- **What the task asks**:
Below is a block of records; repeat all of them exactly.

- **Data supplied**:
——————

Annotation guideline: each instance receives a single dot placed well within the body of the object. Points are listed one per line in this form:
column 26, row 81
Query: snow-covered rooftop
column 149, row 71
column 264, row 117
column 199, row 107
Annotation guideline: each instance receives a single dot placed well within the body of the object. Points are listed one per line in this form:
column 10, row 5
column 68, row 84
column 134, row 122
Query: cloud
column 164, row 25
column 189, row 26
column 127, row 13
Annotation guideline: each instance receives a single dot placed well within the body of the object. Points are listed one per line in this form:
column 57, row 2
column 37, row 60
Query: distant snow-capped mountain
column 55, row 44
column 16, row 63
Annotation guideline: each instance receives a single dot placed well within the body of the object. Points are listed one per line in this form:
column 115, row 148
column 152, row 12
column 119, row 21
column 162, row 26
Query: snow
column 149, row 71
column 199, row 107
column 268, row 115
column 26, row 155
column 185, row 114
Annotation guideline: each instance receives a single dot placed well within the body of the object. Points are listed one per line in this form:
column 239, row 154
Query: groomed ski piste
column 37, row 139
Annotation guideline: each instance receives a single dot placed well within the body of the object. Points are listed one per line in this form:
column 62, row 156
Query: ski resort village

——————

- **Result of the exercise**:
Annotation guideline: each instance receives a single dot placed well within the body of the object. Points are listed one per line in this form:
column 26, row 81
Query: snow-covered rooftop
column 149, row 71
column 264, row 117
column 199, row 107
Annotation guideline: each instance receives a single dot placed well within the body of the object. Points are listed one per line in this form:
column 10, row 5
column 68, row 84
column 134, row 122
Query: cloud
column 164, row 25
column 189, row 26
column 127, row 13
Annotation guideline: each instance receives a single dot placed well within the body of the object. Points are listed one per line in this form:
column 57, row 2
column 37, row 60
Query: distant snow-capped mountain
column 55, row 44
column 16, row 63
Annotation guideline: each instance receives a single dot placed well within the body of the object. Points are listed one per line in this form:
column 115, row 148
column 152, row 12
column 119, row 21
column 162, row 26
Query: snow
column 149, row 71
column 199, row 107
column 268, row 115
column 26, row 155
column 185, row 114
Annotation guideline: each instance receives a single dot placed well within the body of the object. Points are listed one per line in this form:
column 239, row 154
Query: groomed ski piste
column 37, row 139
Annotation guideline: each instance receives a single dot placed well within the body of the object. Points are listed one per line in this form:
column 62, row 156
Query: ski resort village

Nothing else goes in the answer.